===== Extract to read =====

OSPF Adjacency flapping over Metro E

mitchell helton · ‎11-15-2012

Hey folks,

We have several remote sites and we're using OSPF for dynamic routing. We have site-to-site VPNs set up, so when our Metro E WAN goes down, we can still have connectivity to our remote locations.

We ran across an issue yesterday where our Metro E provider had a failing switch that was causing our OSPF adjacencies to flap even though the interfaces on "our" gear was staying up. So our VPN would kick in and then 30 seconds later, our WAN would come back up and take over, then it would go back down, etc, etc.

What can we do to stop this? I've read about IP event dampening and LSA throttling - although I don't know much about that. I tried doing some testing last night with them and didn't have much luck. Are these potential solutions for us? What are you guys doing?

Currently, we just shut down the problematic interfaces until the problem is resolved. We'd like something with a little less administrative overhead.

Thanks,

Mitch

d-schuemann · ‎11-15-2012

Routing loop or mtu?

Sent from Cisco Technical Support iPad App

XIE YAO · ‎11-16-2012

Hi Mitch,

IP event dampening should not be able to help as you mentioned the interface didn't go down.

Perhaps this article has provide some help with LSA throttling.

http://www.cisco.com/en/US/docs/ios/12_0s/feature/guide/fsolsath.html

SOcchiogrosso · ‎11-16-2012

Perhas looking into BFD for your OSPF neighbors over your Metro-E connections.

http://www.cisco.com/en/US/docs/ios/12_0s/feature/guide/fs_bfd.html#wp1053749

This should cover you for fast detection of failures that occur between your two CE devices.

and in my opinion cleaner that LSA throttling.

--
CCNP, CCIP, CCDP, CCNA: Security/Wireless
Blog: http://ccie-or-null.net/

-- CCNP, CCIP, CCDP, CCNA: Security/Wireless Blog: http://ccie-or-null.net/

Raju Sekharan · ‎11-16-2012

Hi

These flaps can happen due to packet loss,mtu issues, etc

You have different tools to take differnt issue

1,. if you want to dampen a flapping interface, you can use ip event dampening

2. To take care of end to connectivity, you can use BFD

3. There is a 3rd way I can suggest to check the MTU and shut the interface if there is an MTU issue in the path. But this involves multiple tools and this kind of steps, I have used noramlly for troubleshooting frequently failing links.

===== Exercise inputs =====

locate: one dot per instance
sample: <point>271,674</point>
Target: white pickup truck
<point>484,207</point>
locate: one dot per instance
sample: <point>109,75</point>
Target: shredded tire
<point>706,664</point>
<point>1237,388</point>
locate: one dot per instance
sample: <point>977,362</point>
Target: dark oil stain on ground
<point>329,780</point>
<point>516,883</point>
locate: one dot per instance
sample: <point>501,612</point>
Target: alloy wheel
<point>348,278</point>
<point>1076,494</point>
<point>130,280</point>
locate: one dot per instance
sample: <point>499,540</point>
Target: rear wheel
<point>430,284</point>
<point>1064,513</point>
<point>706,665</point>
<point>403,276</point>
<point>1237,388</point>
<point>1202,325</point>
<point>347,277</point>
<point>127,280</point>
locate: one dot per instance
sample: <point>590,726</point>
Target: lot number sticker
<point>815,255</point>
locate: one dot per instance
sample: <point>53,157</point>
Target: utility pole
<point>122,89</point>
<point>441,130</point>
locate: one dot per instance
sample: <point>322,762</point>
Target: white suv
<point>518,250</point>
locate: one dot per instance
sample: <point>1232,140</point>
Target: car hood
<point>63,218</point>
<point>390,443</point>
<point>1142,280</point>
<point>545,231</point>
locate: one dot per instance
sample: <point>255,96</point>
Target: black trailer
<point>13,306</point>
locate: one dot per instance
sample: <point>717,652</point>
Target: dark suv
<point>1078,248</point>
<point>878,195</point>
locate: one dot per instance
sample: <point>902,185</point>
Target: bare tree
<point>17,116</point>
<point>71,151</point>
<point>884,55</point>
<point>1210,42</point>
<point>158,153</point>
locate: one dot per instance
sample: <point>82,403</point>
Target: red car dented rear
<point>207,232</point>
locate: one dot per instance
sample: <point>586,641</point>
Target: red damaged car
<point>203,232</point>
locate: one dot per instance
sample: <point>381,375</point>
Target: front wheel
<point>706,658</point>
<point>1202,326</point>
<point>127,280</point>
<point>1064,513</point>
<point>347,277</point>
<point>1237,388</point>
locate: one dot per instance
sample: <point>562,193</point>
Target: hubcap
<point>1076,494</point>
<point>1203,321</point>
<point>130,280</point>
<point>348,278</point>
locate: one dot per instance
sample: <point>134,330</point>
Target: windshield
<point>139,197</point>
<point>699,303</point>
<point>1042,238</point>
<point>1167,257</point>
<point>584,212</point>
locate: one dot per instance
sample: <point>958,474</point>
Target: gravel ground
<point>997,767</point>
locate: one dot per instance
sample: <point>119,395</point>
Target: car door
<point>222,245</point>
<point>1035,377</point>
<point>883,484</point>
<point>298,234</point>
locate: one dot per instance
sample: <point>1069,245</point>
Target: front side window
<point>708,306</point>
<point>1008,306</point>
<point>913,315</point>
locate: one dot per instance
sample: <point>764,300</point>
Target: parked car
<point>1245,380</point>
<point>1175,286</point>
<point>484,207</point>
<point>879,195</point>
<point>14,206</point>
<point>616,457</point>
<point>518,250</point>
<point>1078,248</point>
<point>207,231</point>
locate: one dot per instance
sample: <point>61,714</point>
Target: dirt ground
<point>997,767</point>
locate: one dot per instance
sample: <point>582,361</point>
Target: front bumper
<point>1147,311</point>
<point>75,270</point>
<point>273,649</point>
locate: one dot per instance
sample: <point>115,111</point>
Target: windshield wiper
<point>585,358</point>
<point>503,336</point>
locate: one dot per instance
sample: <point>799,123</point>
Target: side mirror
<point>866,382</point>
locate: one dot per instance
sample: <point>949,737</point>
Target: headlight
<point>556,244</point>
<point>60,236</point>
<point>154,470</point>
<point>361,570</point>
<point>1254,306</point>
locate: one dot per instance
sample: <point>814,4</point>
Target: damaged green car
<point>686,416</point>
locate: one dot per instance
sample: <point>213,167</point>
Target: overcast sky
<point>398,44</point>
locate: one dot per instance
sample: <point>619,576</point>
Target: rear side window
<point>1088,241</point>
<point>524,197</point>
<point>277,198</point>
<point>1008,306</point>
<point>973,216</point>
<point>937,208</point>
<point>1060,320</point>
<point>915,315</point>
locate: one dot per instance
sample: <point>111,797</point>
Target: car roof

=====

▸ Things to do:
**A)** Report how many lines of the listing contain the string "window", counting case as significant. Give only the number.
**B)** Resume the forum thread on OSPF adjacencies flapping over Metro E, writing what follows its final sentence.

▸ Answers below:
**A)** 2

**B)**
a) use IP SLA to track the neighbour IP. select the payload size of IP SLA based on the MTU on the path

b) Ue a track to track the IP SLA

c) configure an ACL on the otherside to not accept any fragmented packets from your router exit interface to the otherside IP address

d)configure an EEM to put an acl on your incoming interface to block the ospf hellos when the track goes down when IP SLA reports failre to track

e) configure another EEM to remove the acl, when the track goes up when the MTU issue is resolved on the path

Thank you

Raju

mitchell helton · ‎11-16-2012

Hey guys... thanks for the suggestions and advice. I'm going to investigate these options and play around in a test lab to see what works for us.

Just to be clear, there are no routing loops, and I'm not sure what you mean by an MTU issue. Maybe I explained the situation wrong. I'll try to explain better just so we're all on the same page:

We have a Metro E circuit and a Site to Site VPN that are both always up. The Site to Site link has a higher OSPF cost so it is never the preferred path unless the Metro E is down.

The problem I'm trying to solve is when the WAN goes down, the Site to Site picks up (as it should) but we drop phone calls as it recalculates the SPF algorithm. When the WAN comes back up, we drop calls again as it recalculates the algorithm. This process continues until the ISP fixes their problem or we shut down the interfaces.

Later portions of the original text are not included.